• 抜粋本文
╭──

様々な働きを調整するホルモン|インスリン、甲状腺ホルモン、コルチゾール、アドレナリン
ホルモンの役割は?
ホルモンは、体内の様々な働きを調整しています。
ホルモンが多いと身体に良いイメージを持つ人も多いかもしれませんが、特定のホルモンが過剰、または不足すると体内のホルモンバランスが崩れてしまい不調を招いてしまいます。
バランスが大事で必ずしもホルモンの分泌が多ければ良いと言うわけではありません。
例えば、血糖値が上昇すると分泌されるインスリンは、糖質を細胞内に取り込んでエネルギーとし利用する為に分泌されます。
その一方でグルカゴンというホルモンは、血糖値を上げる働きを持っています。
このようにホルモン同士がバランスを保ちながら身体の機能を調整しています。
では、ホルモンのバランスが崩れてしまうとどうなってしまうのでしょうか。
ストレスを感じると身体は、コルチゾールというホルモンを分泌します。

╰──

• 課題の指示
ホルモンの働きについての本文を、最後の文のあとから書き継いでもらえますか? この一覧は本文とは関係がありません。

• 提供データ
╭──

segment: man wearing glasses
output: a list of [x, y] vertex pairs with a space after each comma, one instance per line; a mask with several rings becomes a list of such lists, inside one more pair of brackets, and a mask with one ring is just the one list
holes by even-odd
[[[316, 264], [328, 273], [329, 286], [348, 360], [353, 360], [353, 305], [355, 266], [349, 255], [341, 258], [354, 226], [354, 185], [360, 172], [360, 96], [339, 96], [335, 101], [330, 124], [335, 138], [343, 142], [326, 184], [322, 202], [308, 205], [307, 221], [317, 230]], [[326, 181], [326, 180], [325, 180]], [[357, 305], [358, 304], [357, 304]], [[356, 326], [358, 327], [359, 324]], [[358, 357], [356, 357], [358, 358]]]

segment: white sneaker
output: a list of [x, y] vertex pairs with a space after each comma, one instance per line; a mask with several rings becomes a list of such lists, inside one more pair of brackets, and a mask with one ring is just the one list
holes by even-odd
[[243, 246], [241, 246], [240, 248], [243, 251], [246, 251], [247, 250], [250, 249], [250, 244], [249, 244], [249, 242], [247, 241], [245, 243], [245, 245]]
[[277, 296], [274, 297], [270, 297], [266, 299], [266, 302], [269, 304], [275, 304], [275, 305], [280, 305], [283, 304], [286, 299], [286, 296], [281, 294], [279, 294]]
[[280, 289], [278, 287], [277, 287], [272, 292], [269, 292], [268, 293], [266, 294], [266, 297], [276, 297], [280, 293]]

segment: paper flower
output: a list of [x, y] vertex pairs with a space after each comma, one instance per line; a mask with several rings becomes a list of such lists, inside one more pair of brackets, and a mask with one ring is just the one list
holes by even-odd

╰──

• 記述回答
コルチゾールが適量であれば問題ありませんが、過剰になってしまうと食欲が刺激されてしまうので体重の増加に繋がってしまうことがあります。
さらにホルモンの乱れは睡眠の質を低下させてしまったり、疲れやすさを引き起こしてしまったりすることもあります。
ホルモンのバランスを保つ為には、生活習慣を整えることが重要です。
規則正しい生活をして、バランスの取れた食事に適度な運動をするようにすると良いでしょう。
朝起きたら朝日を浴びるとセロトニンの分泌が促されて、気分が安定し睡眠の質を高めてくれます。夜はリラックスする時間を作ることで、メラトニンという睡眠ホルモンが分泌され深い眠りにつきやすくなります。
インスリンとⅡ型糖尿病

食事をすると血糖値が上がりインスリンが分泌されます。
これによって糖質がエネルギーとして利用されたり体内に蓄えられたりする働きを助けてくれます。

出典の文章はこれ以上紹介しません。